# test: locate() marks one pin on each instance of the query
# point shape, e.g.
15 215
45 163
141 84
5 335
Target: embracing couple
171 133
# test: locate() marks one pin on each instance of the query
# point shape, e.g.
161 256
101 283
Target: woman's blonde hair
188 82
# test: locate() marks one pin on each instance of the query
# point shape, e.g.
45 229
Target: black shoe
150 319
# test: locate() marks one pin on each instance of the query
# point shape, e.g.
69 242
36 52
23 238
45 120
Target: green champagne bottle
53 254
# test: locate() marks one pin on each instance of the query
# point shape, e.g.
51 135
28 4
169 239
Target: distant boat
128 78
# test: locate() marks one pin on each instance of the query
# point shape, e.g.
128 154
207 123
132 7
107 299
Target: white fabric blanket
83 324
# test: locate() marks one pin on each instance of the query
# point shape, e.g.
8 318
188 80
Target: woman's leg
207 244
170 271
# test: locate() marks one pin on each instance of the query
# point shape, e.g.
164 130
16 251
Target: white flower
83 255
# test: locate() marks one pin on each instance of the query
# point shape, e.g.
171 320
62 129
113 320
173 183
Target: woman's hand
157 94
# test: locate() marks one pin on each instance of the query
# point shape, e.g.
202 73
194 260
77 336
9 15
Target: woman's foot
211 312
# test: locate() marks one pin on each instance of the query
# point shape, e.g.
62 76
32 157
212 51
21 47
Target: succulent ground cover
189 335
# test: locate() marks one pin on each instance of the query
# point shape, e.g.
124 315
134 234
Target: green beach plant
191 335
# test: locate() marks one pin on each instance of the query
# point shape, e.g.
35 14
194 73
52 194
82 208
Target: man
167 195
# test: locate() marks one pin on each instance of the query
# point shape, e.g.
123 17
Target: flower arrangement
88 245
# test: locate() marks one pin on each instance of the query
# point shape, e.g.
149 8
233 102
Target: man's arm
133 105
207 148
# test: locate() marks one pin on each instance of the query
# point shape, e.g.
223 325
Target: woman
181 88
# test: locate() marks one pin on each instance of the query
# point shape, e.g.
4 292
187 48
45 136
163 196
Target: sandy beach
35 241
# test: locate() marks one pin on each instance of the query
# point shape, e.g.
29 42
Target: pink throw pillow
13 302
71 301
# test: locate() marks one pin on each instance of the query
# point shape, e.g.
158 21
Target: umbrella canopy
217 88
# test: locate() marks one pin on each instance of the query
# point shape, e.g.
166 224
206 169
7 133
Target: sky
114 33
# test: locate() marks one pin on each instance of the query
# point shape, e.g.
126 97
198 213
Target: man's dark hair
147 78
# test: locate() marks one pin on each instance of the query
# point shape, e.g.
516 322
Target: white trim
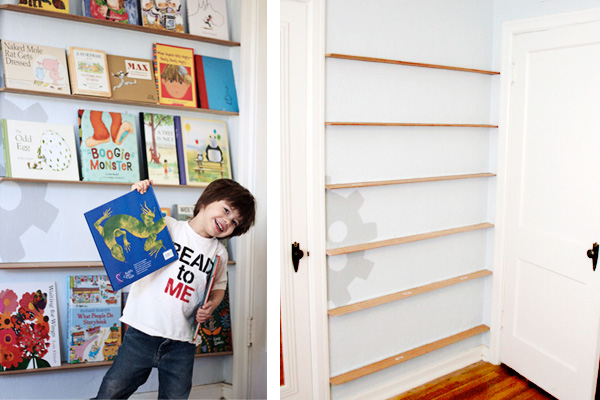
250 115
317 262
510 30
421 377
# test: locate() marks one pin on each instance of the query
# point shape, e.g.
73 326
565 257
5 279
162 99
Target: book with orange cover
174 75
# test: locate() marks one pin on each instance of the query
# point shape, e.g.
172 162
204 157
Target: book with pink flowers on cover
29 332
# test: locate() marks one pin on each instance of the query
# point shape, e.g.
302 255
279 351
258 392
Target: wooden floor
478 381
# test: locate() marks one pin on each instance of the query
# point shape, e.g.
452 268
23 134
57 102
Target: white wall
44 221
458 33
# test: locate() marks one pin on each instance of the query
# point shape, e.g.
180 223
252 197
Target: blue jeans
138 354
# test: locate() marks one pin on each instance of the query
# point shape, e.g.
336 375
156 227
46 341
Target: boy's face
218 219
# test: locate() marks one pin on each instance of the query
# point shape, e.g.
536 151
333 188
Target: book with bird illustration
131 236
93 326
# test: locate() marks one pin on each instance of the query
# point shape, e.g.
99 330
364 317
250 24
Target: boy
161 307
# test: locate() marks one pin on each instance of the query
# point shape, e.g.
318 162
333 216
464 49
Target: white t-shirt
164 303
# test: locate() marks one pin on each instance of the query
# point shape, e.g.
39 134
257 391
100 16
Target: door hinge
250 328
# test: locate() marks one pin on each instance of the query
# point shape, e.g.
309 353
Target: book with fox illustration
131 236
93 326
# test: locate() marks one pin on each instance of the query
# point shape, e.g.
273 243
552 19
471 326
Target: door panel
552 304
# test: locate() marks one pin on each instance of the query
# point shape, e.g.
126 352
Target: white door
295 315
552 296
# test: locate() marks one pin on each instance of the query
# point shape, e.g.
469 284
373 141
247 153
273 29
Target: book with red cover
210 279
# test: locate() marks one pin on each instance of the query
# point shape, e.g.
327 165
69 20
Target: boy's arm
214 299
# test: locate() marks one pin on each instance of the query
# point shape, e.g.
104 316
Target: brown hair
237 196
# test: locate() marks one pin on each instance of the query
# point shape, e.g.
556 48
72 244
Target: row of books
175 75
206 18
30 331
170 149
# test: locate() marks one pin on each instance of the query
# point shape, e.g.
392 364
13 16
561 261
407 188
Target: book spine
180 151
7 169
144 174
201 80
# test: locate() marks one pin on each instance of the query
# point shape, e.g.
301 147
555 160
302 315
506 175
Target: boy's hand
141 186
205 311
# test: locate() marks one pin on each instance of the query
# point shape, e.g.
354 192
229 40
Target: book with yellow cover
61 6
174 74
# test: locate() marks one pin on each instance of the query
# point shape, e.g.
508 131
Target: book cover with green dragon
131 236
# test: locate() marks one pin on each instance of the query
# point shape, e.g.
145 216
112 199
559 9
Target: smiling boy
162 308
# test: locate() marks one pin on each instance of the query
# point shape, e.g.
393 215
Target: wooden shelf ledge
406 239
408 64
410 180
407 293
111 24
66 366
409 124
408 355
64 264
97 99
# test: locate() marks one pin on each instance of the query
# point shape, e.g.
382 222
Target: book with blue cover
93 326
216 84
131 236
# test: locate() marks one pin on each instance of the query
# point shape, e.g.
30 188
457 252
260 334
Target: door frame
510 32
316 263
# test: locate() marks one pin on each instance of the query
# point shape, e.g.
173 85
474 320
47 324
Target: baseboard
419 378
214 391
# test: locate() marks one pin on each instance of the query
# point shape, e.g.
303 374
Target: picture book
216 85
131 79
124 11
36 150
210 279
206 150
108 146
174 74
34 67
165 15
131 236
93 326
208 18
61 6
88 70
183 212
29 335
216 331
160 151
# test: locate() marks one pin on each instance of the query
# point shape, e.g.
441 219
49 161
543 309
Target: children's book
131 236
108 146
93 326
216 331
34 67
131 79
174 74
124 11
216 85
161 14
29 334
35 150
61 6
88 70
210 280
208 18
160 150
206 150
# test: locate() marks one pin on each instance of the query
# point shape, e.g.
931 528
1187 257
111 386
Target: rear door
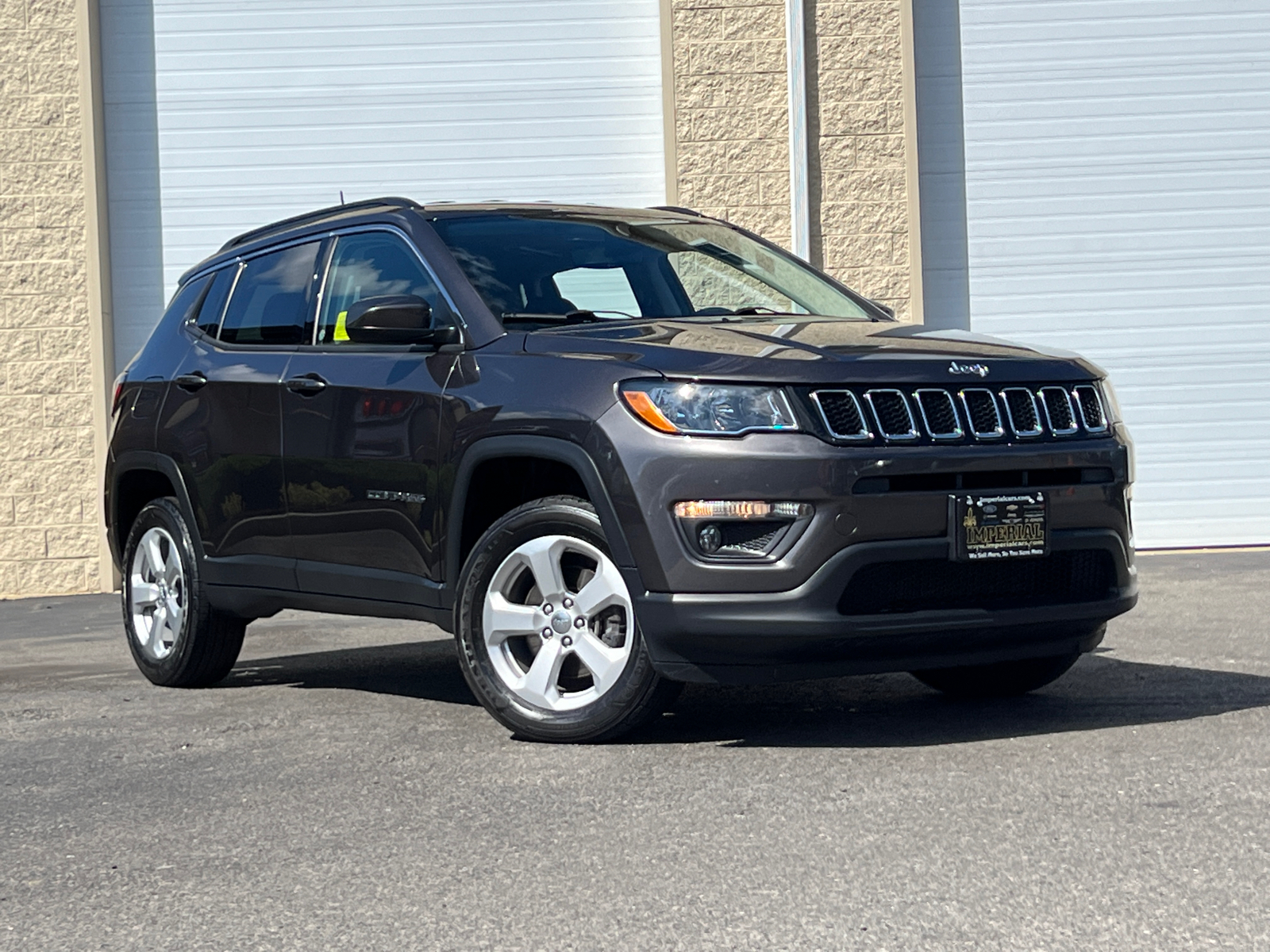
360 429
221 420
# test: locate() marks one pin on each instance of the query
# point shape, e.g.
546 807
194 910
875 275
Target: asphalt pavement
342 790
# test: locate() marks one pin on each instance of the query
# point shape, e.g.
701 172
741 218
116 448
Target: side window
606 291
214 301
372 264
271 301
184 302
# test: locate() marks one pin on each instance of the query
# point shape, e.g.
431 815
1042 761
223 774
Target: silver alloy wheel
558 622
156 594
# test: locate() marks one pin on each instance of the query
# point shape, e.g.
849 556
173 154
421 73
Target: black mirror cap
397 319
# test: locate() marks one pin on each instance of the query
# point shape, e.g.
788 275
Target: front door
222 418
360 436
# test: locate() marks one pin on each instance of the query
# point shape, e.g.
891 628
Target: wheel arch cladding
139 478
499 474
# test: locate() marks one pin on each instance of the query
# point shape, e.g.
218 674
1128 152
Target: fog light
730 509
710 539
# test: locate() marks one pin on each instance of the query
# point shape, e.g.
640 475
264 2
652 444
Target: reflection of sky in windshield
518 262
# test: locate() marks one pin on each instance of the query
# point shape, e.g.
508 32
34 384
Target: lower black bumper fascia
765 638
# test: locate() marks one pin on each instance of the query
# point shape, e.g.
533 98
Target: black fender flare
545 448
135 460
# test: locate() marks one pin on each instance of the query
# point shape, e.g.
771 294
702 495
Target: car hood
812 351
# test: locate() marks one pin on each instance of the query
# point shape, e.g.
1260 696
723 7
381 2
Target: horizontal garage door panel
266 108
1118 203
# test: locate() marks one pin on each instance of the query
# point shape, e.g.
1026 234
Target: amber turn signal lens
643 406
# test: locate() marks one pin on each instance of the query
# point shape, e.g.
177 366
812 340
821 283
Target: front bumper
781 621
762 638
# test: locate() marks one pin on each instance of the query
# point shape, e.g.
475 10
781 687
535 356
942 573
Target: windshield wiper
578 317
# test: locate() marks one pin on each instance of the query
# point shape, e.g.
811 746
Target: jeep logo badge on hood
964 370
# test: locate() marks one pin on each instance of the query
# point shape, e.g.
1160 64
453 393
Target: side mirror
395 319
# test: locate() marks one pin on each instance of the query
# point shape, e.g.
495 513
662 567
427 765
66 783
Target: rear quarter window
271 301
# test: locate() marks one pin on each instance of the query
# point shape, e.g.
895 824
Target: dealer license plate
999 524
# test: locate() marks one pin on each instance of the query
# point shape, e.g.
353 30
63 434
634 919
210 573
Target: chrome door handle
306 386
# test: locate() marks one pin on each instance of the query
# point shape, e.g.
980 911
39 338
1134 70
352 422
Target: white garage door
1118 203
225 114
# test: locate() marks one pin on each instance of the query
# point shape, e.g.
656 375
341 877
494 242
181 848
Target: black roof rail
317 216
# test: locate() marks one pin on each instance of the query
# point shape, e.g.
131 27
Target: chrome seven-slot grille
971 413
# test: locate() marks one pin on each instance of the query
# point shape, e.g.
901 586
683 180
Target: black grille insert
1022 408
981 408
895 418
933 584
1058 410
939 414
842 416
1091 409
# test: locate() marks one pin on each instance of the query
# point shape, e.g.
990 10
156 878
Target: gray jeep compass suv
611 451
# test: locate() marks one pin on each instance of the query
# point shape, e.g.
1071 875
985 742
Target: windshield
548 271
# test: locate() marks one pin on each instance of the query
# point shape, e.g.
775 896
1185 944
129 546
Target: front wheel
1001 679
546 628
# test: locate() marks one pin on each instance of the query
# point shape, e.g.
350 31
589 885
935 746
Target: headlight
709 409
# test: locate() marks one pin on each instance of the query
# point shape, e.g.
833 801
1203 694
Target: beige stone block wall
732 126
48 493
863 163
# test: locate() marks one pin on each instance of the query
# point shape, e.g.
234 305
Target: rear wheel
177 639
546 628
1001 679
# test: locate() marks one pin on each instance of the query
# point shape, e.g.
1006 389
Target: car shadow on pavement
421 670
870 711
895 711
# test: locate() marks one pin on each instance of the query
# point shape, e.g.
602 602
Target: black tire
1001 679
637 695
206 643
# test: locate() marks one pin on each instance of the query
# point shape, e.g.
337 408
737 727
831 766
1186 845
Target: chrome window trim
328 236
864 420
328 255
1072 409
914 433
1010 414
1098 397
956 433
969 418
394 230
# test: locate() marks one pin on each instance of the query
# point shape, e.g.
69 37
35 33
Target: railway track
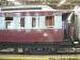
40 57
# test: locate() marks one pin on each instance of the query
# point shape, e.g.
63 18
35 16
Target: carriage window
22 22
49 21
8 21
33 22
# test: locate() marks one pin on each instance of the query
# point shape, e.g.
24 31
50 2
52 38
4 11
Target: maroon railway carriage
31 25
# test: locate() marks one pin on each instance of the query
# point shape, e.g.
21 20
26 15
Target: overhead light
61 3
15 2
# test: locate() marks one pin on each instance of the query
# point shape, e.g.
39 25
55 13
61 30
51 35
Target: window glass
49 21
8 21
22 22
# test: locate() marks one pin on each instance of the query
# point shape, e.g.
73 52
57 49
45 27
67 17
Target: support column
2 23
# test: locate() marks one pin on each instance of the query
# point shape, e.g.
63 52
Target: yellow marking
39 57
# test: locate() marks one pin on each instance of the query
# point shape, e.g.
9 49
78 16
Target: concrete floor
39 57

Required action: Exactly as they appear, print the lines from the one holding "Target: maroon railway carriage" through the final line of the entries, and no others.

Task output:
Target: maroon railway carriage
31 25
# test: locate() marks one pin on each instance of the query
# point shape, e.g.
21 20
26 15
Target: overhead light
61 3
15 2
# test: locate() marks one pin on each instance of the query
# point shape, e.g.
39 25
55 13
61 30
51 35
Target: window glass
49 21
8 21
22 22
# test: locate() marks one pin on each instance of the query
# point shape, e.g.
73 52
57 49
45 27
67 17
Target: support column
2 23
# test: locate() marks one pin on each instance of the query
# point shape, e.g.
63 52
Target: yellow marking
39 57
# test: locate() marks one pin on each instance of the query
# point shape, e.g.
9 49
78 16
Target: concrete floor
39 57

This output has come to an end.